*Task statement*:
The complete listing should be restated exactly.

*Input for this task*:
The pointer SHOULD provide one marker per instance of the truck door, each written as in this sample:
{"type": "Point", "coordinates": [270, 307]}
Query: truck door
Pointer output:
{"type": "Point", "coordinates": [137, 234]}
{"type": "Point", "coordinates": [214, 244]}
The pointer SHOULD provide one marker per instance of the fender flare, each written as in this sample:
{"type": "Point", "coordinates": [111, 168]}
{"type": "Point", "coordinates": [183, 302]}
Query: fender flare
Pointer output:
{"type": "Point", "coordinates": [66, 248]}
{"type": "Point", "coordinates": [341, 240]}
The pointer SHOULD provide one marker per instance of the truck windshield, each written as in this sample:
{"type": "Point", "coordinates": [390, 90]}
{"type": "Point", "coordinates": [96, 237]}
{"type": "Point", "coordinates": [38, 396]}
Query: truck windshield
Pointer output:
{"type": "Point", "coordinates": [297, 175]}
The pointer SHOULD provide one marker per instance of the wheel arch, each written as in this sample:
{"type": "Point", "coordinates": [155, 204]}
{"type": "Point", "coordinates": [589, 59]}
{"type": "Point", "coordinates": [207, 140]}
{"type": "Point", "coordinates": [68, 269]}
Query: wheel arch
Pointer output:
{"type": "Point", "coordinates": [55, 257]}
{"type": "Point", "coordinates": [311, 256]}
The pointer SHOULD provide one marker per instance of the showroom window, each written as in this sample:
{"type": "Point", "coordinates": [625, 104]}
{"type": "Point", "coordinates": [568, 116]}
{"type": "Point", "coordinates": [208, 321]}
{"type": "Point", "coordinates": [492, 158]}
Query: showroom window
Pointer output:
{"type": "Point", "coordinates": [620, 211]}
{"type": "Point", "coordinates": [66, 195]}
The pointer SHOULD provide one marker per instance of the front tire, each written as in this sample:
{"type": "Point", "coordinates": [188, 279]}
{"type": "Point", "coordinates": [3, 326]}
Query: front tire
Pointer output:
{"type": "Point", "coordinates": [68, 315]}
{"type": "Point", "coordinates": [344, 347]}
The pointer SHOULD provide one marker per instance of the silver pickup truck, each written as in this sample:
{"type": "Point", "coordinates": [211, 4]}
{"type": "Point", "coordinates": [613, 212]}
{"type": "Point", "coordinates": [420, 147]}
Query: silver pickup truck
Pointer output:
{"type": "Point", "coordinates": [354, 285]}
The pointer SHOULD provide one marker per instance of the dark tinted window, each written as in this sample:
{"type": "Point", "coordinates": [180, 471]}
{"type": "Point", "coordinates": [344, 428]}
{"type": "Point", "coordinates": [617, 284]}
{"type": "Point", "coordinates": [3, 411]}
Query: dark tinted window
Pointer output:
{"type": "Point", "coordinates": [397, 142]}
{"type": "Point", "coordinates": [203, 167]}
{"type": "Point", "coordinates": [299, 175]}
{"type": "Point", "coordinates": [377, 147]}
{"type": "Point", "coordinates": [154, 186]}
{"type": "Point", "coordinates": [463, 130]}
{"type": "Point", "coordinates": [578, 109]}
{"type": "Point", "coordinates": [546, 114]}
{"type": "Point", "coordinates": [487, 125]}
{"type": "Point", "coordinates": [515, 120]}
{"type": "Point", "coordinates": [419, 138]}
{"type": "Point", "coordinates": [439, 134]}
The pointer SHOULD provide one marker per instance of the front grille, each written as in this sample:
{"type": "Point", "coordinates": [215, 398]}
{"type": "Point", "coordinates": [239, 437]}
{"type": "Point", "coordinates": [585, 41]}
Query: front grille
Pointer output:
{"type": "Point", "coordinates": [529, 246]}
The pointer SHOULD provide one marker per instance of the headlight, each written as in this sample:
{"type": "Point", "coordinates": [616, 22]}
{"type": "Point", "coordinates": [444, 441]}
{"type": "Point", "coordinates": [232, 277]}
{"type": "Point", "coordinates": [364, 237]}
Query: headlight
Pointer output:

*Problem solution*:
The pointer SHOULD provide one marker per instance of the truck door, each written as in this sample:
{"type": "Point", "coordinates": [270, 307]}
Query: truck door
Pointer output:
{"type": "Point", "coordinates": [137, 234]}
{"type": "Point", "coordinates": [214, 244]}
The pointer SHOULD provide one marker per instance of the fender flare, each written as in this sample:
{"type": "Point", "coordinates": [111, 168]}
{"type": "Point", "coordinates": [183, 302]}
Query: fender flare
Pointer output:
{"type": "Point", "coordinates": [66, 248]}
{"type": "Point", "coordinates": [341, 240]}
The pointer SHOULD provide one marker per instance of the truck windshield, each written as in this sample:
{"type": "Point", "coordinates": [390, 90]}
{"type": "Point", "coordinates": [96, 237]}
{"type": "Point", "coordinates": [38, 396]}
Query: truck windshield
Pointer output:
{"type": "Point", "coordinates": [297, 175]}
The pointer SHOULD provide one marker per instance of the wheel arch, each written as in this sample:
{"type": "Point", "coordinates": [155, 204]}
{"type": "Point", "coordinates": [589, 59]}
{"type": "Point", "coordinates": [207, 140]}
{"type": "Point", "coordinates": [68, 269]}
Query: wheel arch
Pointer output:
{"type": "Point", "coordinates": [55, 257]}
{"type": "Point", "coordinates": [311, 256]}
The pointer SHOULD provide one marker per instance of the showroom window, each written as in this sample:
{"type": "Point", "coordinates": [625, 104]}
{"type": "Point", "coordinates": [568, 116]}
{"type": "Point", "coordinates": [208, 321]}
{"type": "Point", "coordinates": [492, 158]}
Query: showroom window
Pointer output:
{"type": "Point", "coordinates": [620, 211]}
{"type": "Point", "coordinates": [66, 195]}
The pointer SHOULD provide one marker per instance of the front tire, each written as in this sample:
{"type": "Point", "coordinates": [188, 279]}
{"type": "Point", "coordinates": [3, 326]}
Query: front tire
Pointer output:
{"type": "Point", "coordinates": [68, 315]}
{"type": "Point", "coordinates": [344, 347]}
The pointer SHOULD provide one marker per instance of the silver pickup truck, each written as in this sample:
{"type": "Point", "coordinates": [211, 4]}
{"type": "Point", "coordinates": [613, 212]}
{"type": "Point", "coordinates": [420, 147]}
Query: silver pickup truck
Pointer output:
{"type": "Point", "coordinates": [354, 285]}
The pointer SHOULD provide one marker per instance of the dark tinted window, each written as in this sample:
{"type": "Point", "coordinates": [180, 471]}
{"type": "Point", "coordinates": [344, 428]}
{"type": "Point", "coordinates": [617, 284]}
{"type": "Point", "coordinates": [3, 411]}
Query: dark tinted window
Pointer output:
{"type": "Point", "coordinates": [397, 142]}
{"type": "Point", "coordinates": [203, 167]}
{"type": "Point", "coordinates": [299, 175]}
{"type": "Point", "coordinates": [377, 147]}
{"type": "Point", "coordinates": [154, 186]}
{"type": "Point", "coordinates": [463, 130]}
{"type": "Point", "coordinates": [578, 109]}
{"type": "Point", "coordinates": [546, 114]}
{"type": "Point", "coordinates": [487, 125]}
{"type": "Point", "coordinates": [515, 120]}
{"type": "Point", "coordinates": [419, 138]}
{"type": "Point", "coordinates": [439, 134]}
The pointer SHOULD provide one marker per instance of the front grille, each written as in this sample:
{"type": "Point", "coordinates": [215, 398]}
{"type": "Point", "coordinates": [239, 437]}
{"type": "Point", "coordinates": [585, 41]}
Query: front grille
Pointer output:
{"type": "Point", "coordinates": [529, 246]}
The pointer SHOULD provide one marker per instance of the headlight, each written as in this sample:
{"type": "Point", "coordinates": [616, 22]}
{"type": "Point", "coordinates": [444, 441]}
{"type": "Point", "coordinates": [232, 277]}
{"type": "Point", "coordinates": [364, 237]}
Query: headlight
Pointer output:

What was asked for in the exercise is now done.